• Work request:
Instruction for the data below: set down exactly the lines from the line with "Looking at the wildlife camera snapshot above, mark every white" to the line with "Looking at the wildlife camera snapshot above, mark every wispy", inclusive, and no others.
*** Dataset excerpts ***
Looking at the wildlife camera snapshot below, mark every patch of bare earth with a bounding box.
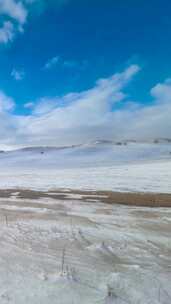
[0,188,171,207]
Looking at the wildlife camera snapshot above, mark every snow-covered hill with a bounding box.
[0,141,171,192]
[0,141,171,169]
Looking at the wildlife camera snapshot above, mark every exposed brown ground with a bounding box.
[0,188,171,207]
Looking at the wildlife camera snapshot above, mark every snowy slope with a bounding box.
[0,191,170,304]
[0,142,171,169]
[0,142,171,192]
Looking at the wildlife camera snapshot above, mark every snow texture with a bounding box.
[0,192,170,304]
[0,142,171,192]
***
*** Dataset excerpts ***
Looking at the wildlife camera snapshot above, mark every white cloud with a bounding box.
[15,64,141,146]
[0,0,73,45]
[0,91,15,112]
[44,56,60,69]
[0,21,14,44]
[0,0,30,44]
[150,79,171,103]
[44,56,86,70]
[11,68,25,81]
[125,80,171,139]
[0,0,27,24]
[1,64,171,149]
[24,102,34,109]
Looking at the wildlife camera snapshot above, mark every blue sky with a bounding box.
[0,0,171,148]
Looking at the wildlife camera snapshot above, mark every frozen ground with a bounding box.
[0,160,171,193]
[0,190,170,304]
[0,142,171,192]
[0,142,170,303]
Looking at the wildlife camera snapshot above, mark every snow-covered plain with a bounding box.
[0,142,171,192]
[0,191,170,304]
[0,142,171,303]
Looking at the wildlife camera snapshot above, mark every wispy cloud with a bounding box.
***
*** Dataset excerpts ***
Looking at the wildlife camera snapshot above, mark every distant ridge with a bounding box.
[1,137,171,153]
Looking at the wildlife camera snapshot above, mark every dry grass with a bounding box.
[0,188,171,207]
***
• Response:
Looking at the wildlife camera snapshot above, mark every white cloud with a bounding box.
[15,64,141,146]
[0,0,73,45]
[0,91,15,112]
[44,56,60,69]
[0,21,14,44]
[0,0,30,44]
[150,79,171,103]
[44,56,86,70]
[11,68,25,81]
[125,80,171,139]
[0,0,27,24]
[1,64,171,149]
[24,102,34,109]
Looking at the wildlife camera snapshot above, mark every blue sky with a bounding box.
[0,0,171,148]
Looking at the wildlife camera snapshot above, mark every frozen ground with a bounding box.
[0,160,171,193]
[0,190,170,304]
[0,142,171,192]
[0,142,170,303]
Looking at the wildlife camera snapshot above, mark every snow-covered plain with a bounding box.
[0,142,171,192]
[0,191,170,304]
[0,142,171,303]
Looking at the wildlife camera snapshot above, mark every wispy cloud with a bounding box.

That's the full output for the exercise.